### [BRIEF]
Show each line of the entries below that contains the word "hind", copying those lines in full.

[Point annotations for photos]
_ _ _ _ _

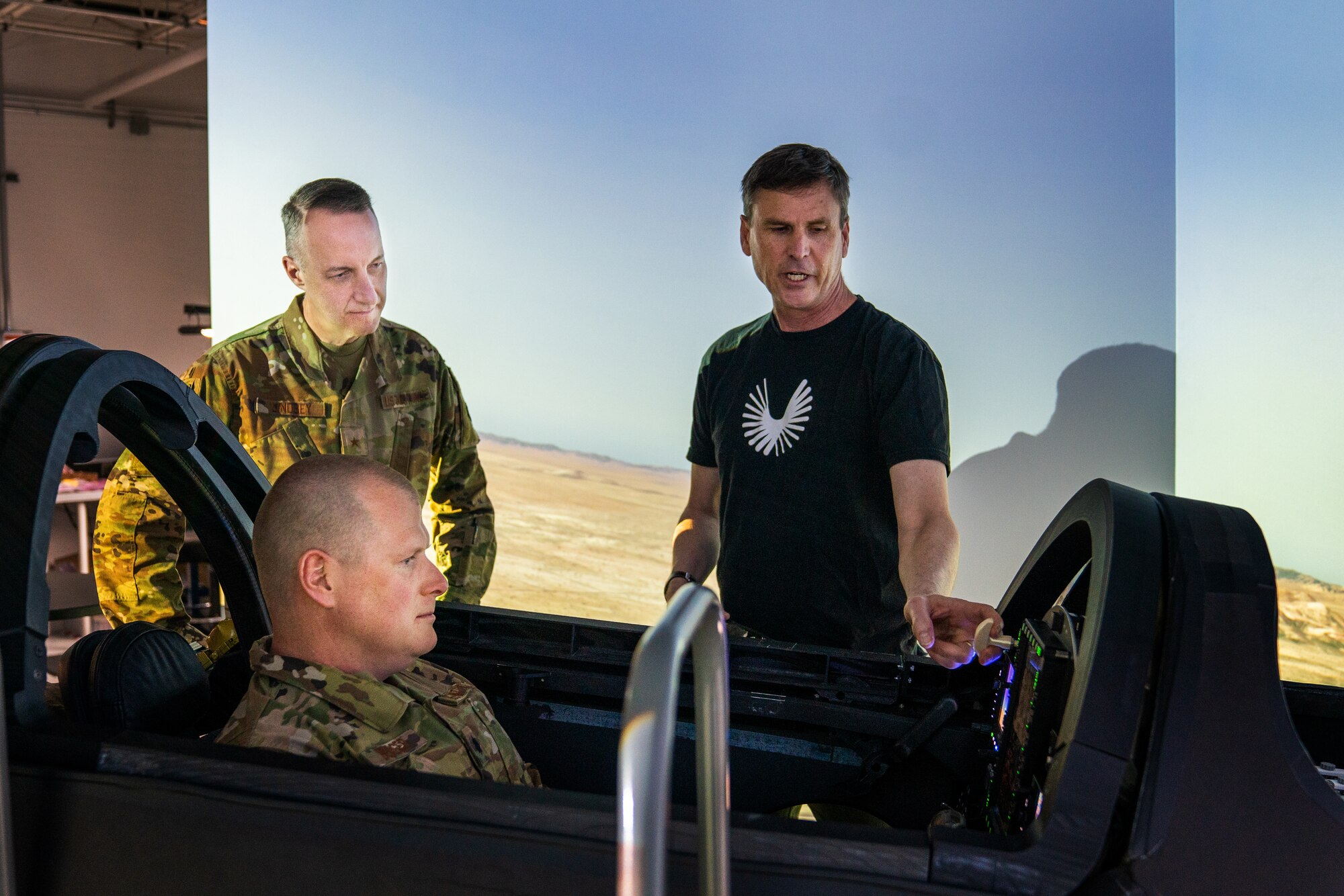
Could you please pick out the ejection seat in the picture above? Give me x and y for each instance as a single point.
(54, 393)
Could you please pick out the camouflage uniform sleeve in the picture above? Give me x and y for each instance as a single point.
(295, 723)
(463, 517)
(139, 530)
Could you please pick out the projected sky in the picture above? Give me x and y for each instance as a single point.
(557, 186)
(1261, 272)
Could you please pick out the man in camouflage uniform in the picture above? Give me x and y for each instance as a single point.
(326, 377)
(341, 554)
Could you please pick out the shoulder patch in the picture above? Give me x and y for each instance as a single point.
(403, 745)
(404, 400)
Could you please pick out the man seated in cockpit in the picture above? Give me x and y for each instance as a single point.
(341, 554)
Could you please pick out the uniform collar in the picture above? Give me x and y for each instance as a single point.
(308, 350)
(373, 702)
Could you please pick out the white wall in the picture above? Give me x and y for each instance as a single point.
(108, 233)
(108, 240)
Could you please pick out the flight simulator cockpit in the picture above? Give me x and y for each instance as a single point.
(1134, 738)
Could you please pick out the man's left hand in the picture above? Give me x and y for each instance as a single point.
(946, 628)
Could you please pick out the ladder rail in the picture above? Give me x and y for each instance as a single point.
(694, 620)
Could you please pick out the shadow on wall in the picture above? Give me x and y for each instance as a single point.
(1115, 418)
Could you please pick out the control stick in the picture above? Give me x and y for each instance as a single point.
(986, 640)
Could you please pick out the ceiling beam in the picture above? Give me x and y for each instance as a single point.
(138, 80)
(122, 37)
(62, 107)
(126, 13)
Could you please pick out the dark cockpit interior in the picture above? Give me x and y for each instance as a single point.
(1134, 738)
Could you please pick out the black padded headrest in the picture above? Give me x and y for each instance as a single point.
(138, 678)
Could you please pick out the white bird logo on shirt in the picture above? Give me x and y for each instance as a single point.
(768, 435)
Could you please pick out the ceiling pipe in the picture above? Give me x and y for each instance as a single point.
(136, 80)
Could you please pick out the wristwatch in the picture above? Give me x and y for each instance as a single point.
(677, 574)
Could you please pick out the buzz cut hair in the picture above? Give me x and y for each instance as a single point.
(333, 194)
(317, 504)
(792, 167)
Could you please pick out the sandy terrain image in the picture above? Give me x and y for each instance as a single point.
(580, 535)
(588, 537)
(1311, 629)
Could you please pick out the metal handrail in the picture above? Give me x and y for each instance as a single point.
(693, 620)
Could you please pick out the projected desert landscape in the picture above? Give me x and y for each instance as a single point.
(1311, 629)
(589, 537)
(580, 535)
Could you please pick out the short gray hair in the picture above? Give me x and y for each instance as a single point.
(333, 194)
(792, 167)
(318, 504)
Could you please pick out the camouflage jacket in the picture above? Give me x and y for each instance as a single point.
(269, 388)
(424, 718)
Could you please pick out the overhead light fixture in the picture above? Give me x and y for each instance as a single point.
(197, 327)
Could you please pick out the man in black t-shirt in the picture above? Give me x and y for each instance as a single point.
(819, 445)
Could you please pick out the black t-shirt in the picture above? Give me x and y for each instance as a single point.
(804, 429)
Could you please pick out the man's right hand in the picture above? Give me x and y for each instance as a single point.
(946, 628)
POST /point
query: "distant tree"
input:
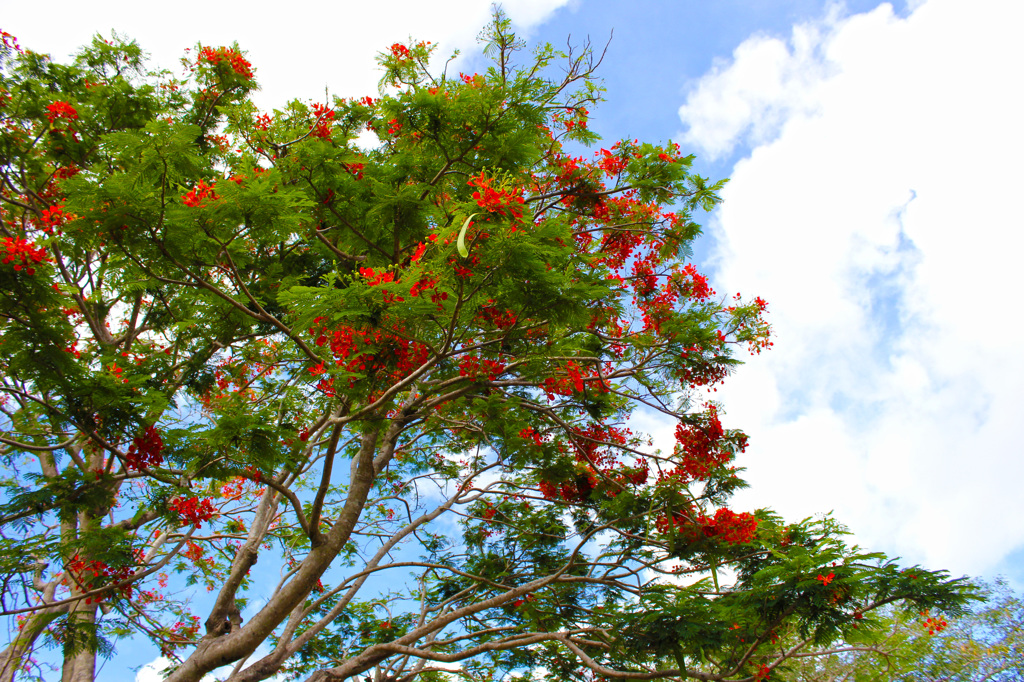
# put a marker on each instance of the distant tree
(401, 379)
(985, 644)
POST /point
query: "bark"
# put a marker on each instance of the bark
(228, 644)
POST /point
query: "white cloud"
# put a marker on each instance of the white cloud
(877, 213)
(297, 52)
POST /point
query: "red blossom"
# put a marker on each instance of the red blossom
(235, 59)
(325, 115)
(195, 197)
(145, 451)
(60, 110)
(496, 201)
(193, 511)
(23, 254)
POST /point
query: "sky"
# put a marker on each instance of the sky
(873, 152)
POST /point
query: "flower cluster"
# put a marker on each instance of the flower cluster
(145, 451)
(702, 448)
(24, 254)
(195, 197)
(726, 525)
(93, 574)
(193, 511)
(181, 633)
(325, 115)
(238, 62)
(934, 625)
(730, 527)
(60, 110)
(373, 351)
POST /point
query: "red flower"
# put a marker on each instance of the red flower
(60, 110)
(145, 451)
(193, 511)
(202, 190)
(24, 254)
(238, 62)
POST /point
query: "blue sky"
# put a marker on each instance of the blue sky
(873, 152)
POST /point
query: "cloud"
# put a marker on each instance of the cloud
(298, 52)
(877, 212)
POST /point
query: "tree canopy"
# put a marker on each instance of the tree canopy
(288, 403)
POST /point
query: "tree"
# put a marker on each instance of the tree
(984, 644)
(399, 378)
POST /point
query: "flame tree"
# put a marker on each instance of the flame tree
(399, 378)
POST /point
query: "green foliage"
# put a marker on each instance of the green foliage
(384, 394)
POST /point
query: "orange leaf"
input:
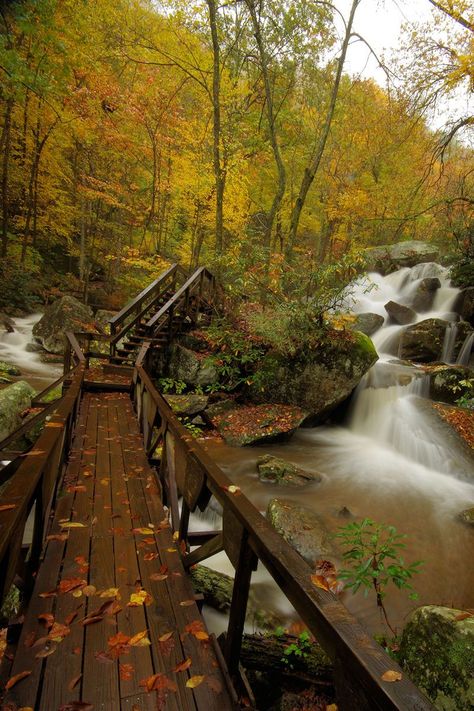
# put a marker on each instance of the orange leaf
(195, 681)
(15, 679)
(391, 675)
(182, 666)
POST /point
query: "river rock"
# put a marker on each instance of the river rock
(319, 379)
(387, 258)
(14, 400)
(303, 529)
(66, 314)
(188, 366)
(246, 425)
(446, 382)
(368, 323)
(423, 342)
(402, 315)
(280, 471)
(423, 296)
(437, 651)
(7, 323)
(467, 516)
(464, 305)
(189, 404)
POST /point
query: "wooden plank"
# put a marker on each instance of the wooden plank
(100, 684)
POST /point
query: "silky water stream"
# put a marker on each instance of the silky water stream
(391, 460)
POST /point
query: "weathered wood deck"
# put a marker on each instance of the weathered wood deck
(112, 621)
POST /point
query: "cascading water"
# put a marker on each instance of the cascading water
(393, 461)
(13, 350)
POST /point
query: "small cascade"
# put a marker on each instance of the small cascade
(464, 355)
(447, 353)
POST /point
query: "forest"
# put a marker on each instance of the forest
(136, 133)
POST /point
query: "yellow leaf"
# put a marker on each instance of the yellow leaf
(391, 675)
(194, 681)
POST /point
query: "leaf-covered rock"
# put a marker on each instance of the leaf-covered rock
(66, 314)
(437, 651)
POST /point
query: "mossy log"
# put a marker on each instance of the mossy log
(217, 590)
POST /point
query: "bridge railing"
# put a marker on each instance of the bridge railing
(247, 537)
(29, 486)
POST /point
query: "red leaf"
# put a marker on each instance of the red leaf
(15, 679)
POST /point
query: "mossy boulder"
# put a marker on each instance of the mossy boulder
(66, 314)
(303, 529)
(319, 379)
(387, 258)
(283, 473)
(246, 425)
(437, 651)
(14, 399)
(368, 322)
(191, 367)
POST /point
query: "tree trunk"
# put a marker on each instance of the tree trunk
(217, 590)
(6, 142)
(272, 129)
(219, 171)
(313, 167)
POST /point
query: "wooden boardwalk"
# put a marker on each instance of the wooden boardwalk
(112, 621)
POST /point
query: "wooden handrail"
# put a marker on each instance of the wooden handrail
(355, 654)
(34, 482)
(142, 296)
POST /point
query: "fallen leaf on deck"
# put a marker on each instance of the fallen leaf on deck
(15, 679)
(182, 666)
(391, 675)
(74, 682)
(195, 681)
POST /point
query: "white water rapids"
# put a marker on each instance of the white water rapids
(392, 461)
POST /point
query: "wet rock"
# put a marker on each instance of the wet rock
(423, 342)
(436, 651)
(446, 382)
(368, 323)
(317, 380)
(280, 471)
(390, 257)
(400, 314)
(467, 516)
(464, 305)
(246, 425)
(7, 323)
(423, 297)
(66, 314)
(8, 369)
(14, 399)
(303, 529)
(186, 365)
(190, 404)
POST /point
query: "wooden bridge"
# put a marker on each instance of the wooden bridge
(112, 621)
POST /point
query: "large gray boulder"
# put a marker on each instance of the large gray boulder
(66, 314)
(190, 367)
(283, 473)
(14, 400)
(437, 651)
(423, 296)
(368, 323)
(317, 380)
(464, 305)
(389, 257)
(423, 342)
(303, 529)
(402, 315)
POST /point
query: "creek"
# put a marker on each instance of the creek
(391, 460)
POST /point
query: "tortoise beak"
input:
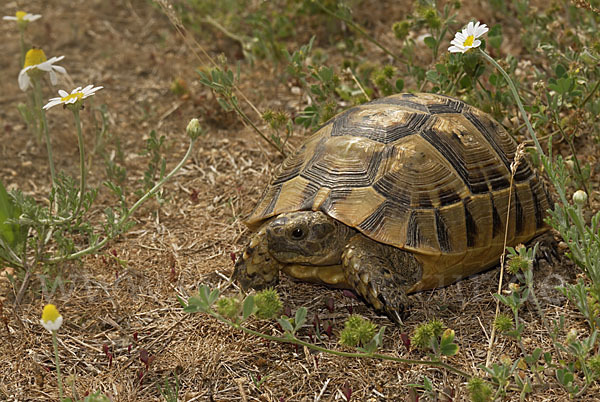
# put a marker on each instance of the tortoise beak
(249, 278)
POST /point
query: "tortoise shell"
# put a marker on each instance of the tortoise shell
(425, 173)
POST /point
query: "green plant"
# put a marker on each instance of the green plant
(357, 330)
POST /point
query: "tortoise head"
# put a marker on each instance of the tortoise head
(295, 239)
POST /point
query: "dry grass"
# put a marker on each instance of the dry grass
(130, 48)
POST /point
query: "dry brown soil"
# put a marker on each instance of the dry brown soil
(125, 297)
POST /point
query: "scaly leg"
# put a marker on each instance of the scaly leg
(381, 274)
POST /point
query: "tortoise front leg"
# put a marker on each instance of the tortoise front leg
(381, 274)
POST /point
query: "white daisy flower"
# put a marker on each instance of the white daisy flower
(76, 95)
(35, 60)
(51, 318)
(467, 39)
(22, 17)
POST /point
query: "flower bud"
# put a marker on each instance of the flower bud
(571, 336)
(580, 197)
(194, 130)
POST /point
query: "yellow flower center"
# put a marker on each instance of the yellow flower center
(77, 95)
(469, 41)
(34, 57)
(50, 313)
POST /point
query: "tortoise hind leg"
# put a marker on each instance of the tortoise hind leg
(381, 274)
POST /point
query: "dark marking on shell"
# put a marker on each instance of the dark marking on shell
(413, 235)
(416, 122)
(534, 186)
(471, 226)
(520, 218)
(400, 102)
(442, 233)
(448, 196)
(474, 180)
(449, 106)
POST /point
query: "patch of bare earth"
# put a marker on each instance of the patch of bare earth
(123, 301)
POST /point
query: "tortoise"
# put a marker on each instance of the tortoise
(402, 194)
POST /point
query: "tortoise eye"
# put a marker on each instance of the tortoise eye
(297, 233)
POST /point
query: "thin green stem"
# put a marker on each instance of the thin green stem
(37, 92)
(129, 212)
(573, 151)
(82, 170)
(264, 137)
(592, 92)
(22, 43)
(57, 361)
(515, 94)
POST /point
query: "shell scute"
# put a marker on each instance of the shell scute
(422, 172)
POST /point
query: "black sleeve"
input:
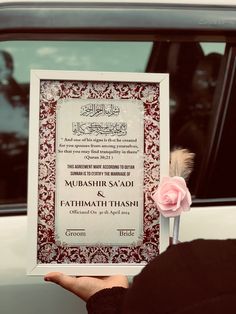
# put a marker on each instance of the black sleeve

_ _ _ _ _

### [ANSWER TO THIS PROBLEM]
query: "tortoise hind leg"
# put a marker on each instance of the tortoise hind leg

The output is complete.